[Page excerpt Boundary: Start]

Dust Off That Old Breast Pump - It Might Help In The Fight Against COVID-19
Hospitals across the country are in short supply of essential medical equipment critical in the fight against COVID-19. Top on that list is ventilators.
A typical ventilator costs anywhere from $5,000 to $50,000.
Now a team of engineers in Southern Maryland have figured out a way to convert an item often found in the back of a mother’s closet into a ventilator: a good old reliable breast pump.
The four engineers - husband and wife Brandi and Grant Gerstner, Alex Scott and Rachel LaBatt - work at the Patuxent River Naval Air Station, but they're working independently on this project to convert the technology of a breast pump, which sucks air, to that of a ventilator, which blows air.
"Engineers, they think very similar to artists," says Tommy Luginbill, who works at TechPort at the University of Maryland. Luginbill and the engineers quickly saw the promise in their idea - one of several to help the pandemic. And they created the non-profit, Southern Maryland Loves You.
"They see the world in a different way. When they look at things, they think about how items work as a system."
And that’s exactly what happened when Brandi Gerstner was watching the news one night. Like many, she was taking in the news about the shortage of ventilators. Luginbill says "it dawned on her: what if we could take a breast pump and just reverse the air flow?"
After a bit of tinkering, the engineers thought their idea had a chance of actually helping the thousands of hospitals that are desperate for ventilators.

[Page excerpt Boundary: End]
[Data extracts Boundary: Start]

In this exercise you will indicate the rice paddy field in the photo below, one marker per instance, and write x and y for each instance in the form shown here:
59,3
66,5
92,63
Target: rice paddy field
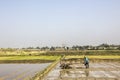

[Data extracts Boundary: End]

**Tasks and exercises:**
(A) According to the breast pump article, what is the name of the non-profit that Luginbill and the engineers created?
(B) Reproduce everything in the breast pump article from "Dust Off That" down to "list is ventilators.".

**Answers in order:**
(A) Southern Maryland Loves You.

(B)
Dust Off That Old Breast Pump - It Might Help In The Fight Against COVID-19
Hospitals across the country are in short supply of essential medical equipment critical in the fight against COVID-19. Top on that list is ventilators.